WHAT THIS TASK INVOLVES: Collect each line in the data below that contains the word "grass" and copy those lines unchanged.

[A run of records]
════════

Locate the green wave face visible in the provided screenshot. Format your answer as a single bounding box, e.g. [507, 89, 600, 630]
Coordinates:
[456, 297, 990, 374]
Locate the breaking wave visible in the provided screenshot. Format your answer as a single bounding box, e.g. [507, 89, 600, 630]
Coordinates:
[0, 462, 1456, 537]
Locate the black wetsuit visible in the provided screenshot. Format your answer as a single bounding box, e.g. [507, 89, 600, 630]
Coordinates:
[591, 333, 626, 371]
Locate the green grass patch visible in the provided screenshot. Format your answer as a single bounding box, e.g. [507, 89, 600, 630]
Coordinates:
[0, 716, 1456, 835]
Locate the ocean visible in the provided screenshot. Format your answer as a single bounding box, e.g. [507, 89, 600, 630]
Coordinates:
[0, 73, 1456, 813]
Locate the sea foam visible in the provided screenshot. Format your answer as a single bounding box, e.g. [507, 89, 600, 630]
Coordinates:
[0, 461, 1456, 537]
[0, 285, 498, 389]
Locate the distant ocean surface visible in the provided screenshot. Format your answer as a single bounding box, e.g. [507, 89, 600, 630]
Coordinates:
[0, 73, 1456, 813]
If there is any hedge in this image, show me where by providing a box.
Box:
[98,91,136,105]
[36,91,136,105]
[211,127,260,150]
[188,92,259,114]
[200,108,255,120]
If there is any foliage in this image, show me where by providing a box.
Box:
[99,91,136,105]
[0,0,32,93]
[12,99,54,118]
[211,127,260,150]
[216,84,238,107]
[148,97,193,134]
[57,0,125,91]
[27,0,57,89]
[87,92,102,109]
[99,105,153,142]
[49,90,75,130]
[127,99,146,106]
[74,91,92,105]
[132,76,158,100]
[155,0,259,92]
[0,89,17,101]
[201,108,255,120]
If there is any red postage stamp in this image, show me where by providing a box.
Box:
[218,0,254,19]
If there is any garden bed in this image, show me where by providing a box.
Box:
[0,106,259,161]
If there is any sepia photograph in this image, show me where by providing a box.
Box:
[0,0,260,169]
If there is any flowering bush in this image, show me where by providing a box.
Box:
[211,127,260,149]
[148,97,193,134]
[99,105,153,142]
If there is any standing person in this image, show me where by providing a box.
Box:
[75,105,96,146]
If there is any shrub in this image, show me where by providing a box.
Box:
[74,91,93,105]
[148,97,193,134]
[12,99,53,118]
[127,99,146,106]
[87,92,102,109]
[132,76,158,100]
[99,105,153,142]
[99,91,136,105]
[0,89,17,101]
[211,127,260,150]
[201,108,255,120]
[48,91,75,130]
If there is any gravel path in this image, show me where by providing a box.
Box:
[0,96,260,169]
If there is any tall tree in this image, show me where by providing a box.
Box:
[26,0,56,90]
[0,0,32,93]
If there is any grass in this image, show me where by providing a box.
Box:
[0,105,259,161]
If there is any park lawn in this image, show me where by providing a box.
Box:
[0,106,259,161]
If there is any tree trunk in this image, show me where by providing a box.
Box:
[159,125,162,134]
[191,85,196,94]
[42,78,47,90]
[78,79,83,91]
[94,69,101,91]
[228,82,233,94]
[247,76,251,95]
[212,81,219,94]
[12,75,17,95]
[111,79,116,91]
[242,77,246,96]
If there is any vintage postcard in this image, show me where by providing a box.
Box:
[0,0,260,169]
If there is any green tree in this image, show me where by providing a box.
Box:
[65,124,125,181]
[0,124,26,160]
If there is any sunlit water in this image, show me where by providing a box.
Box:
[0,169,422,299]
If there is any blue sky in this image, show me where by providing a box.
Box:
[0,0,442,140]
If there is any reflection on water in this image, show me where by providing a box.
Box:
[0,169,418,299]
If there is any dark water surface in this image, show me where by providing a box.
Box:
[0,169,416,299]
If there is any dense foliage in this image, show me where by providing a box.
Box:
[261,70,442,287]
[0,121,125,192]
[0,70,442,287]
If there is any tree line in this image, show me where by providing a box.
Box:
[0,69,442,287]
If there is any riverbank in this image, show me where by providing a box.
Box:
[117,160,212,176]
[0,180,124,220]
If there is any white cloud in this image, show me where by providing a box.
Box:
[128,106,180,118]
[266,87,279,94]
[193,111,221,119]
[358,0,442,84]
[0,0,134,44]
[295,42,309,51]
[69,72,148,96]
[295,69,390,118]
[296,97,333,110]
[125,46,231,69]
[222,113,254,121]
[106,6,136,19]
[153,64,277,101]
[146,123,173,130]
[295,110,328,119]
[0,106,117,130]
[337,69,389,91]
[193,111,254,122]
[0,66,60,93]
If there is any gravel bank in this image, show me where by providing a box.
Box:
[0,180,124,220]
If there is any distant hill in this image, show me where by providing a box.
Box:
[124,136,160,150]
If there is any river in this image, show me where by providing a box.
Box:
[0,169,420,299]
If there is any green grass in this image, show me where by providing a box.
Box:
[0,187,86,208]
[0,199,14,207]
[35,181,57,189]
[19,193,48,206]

════════

REPLY:
Locate the green grass patch visible in the provided screenshot. Format your answer as a single bounding box, e.g. [507, 89, 600, 630]
If there is any grass in this image, show me where by providing a box.
If there is any green grass in this image, show me where by providing a box.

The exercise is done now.